> **Problem to work on**
Retype, word for word, the lines of the entries below from the line containing "Where can the orange" through the line containing "pixel 119 256", including both of those lines.

> **Data in this exercise**
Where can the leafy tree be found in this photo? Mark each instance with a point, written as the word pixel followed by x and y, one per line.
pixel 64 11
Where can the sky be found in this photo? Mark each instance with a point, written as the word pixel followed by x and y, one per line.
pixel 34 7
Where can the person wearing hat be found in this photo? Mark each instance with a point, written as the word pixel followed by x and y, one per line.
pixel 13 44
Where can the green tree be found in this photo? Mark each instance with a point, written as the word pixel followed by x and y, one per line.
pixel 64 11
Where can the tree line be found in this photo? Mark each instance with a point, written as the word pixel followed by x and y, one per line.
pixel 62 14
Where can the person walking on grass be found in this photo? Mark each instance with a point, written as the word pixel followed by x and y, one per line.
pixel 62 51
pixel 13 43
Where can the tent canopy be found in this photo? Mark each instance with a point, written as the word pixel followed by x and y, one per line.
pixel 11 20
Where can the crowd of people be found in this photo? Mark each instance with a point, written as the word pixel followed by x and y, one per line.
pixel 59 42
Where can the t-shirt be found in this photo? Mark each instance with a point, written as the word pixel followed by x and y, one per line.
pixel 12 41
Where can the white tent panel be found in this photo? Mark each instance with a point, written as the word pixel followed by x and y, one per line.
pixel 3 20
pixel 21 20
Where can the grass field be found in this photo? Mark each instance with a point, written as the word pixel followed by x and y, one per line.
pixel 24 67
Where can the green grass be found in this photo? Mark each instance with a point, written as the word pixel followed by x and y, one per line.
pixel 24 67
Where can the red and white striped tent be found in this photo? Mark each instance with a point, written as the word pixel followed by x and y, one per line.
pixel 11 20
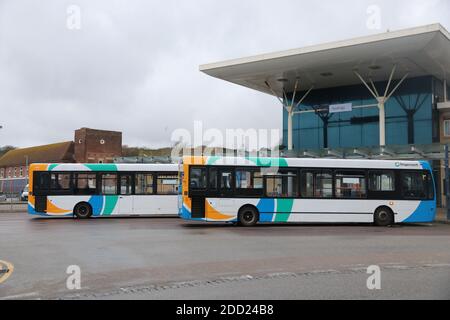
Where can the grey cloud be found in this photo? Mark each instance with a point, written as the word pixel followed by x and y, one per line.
pixel 133 66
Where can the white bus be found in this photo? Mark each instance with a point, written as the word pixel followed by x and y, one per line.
pixel 252 190
pixel 102 190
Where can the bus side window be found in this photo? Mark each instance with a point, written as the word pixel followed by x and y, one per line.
pixel 382 181
pixel 416 185
pixel 42 181
pixel 212 177
pixel 85 184
pixel 197 178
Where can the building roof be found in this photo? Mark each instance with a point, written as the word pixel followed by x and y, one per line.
pixel 50 153
pixel 417 51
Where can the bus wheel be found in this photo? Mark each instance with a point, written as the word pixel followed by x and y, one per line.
pixel 83 210
pixel 384 217
pixel 248 217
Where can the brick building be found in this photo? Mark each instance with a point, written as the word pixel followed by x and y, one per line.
pixel 89 146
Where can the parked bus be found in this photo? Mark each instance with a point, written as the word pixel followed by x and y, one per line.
pixel 102 190
pixel 252 190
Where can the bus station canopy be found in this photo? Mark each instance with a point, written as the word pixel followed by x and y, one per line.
pixel 417 52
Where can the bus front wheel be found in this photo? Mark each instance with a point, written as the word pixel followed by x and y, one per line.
pixel 83 210
pixel 384 217
pixel 248 217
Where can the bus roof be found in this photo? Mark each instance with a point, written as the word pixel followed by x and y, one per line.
pixel 307 163
pixel 95 167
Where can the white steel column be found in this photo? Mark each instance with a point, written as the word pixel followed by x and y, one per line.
pixel 445 91
pixel 382 100
pixel 290 107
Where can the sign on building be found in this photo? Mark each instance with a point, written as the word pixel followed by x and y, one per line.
pixel 344 107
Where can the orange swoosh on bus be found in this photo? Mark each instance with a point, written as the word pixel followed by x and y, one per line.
pixel 213 214
pixel 51 208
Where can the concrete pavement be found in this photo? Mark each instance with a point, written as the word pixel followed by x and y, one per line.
pixel 119 256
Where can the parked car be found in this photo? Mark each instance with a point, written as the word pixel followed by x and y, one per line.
pixel 24 195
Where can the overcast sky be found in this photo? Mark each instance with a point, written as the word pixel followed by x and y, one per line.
pixel 133 65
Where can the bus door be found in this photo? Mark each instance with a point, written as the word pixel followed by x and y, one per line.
pixel 226 182
pixel 41 186
pixel 126 194
pixel 197 191
pixel 226 202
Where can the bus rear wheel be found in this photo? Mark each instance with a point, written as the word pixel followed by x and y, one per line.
pixel 83 210
pixel 384 217
pixel 248 217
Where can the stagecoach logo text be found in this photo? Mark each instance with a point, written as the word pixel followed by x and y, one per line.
pixel 403 164
pixel 6 270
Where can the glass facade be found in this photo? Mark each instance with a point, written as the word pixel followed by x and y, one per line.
pixel 409 117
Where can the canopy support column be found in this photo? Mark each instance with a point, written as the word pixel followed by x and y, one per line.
pixel 290 107
pixel 382 100
pixel 445 91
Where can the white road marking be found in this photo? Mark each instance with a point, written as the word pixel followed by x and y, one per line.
pixel 20 296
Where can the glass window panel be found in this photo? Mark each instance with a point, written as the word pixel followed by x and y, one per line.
pixel 213 178
pixel 382 181
pixel 167 184
pixel 417 185
pixel 144 184
pixel 197 179
pixel 282 186
pixel 323 185
pixel 125 185
pixel 109 184
pixel 60 181
pixel 226 180
pixel 350 185
pixel 85 184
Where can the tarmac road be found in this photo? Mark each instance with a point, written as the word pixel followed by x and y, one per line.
pixel 167 258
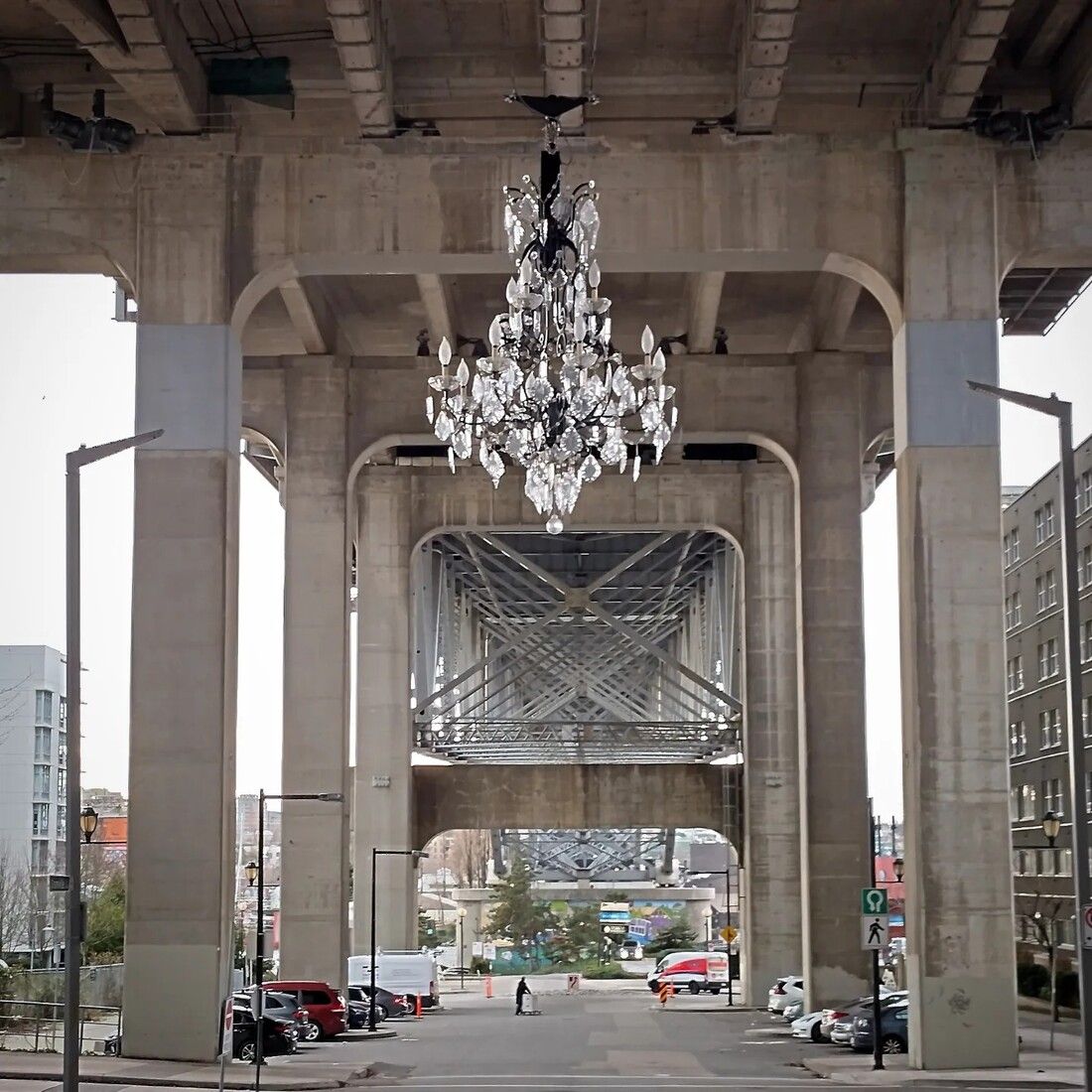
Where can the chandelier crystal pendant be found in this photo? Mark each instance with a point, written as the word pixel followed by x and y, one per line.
pixel 553 395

> **Response to the task**
Where can the orange swoosh on bus be found in this photo? Mark each instance with a point, written as the word pixel followed by x and y, one per line.
pixel 213 214
pixel 51 208
Where can the concrete pavement be found in this photo? Mark each instance with a point, written as the word pixel followed by x and y, one per line.
pixel 119 256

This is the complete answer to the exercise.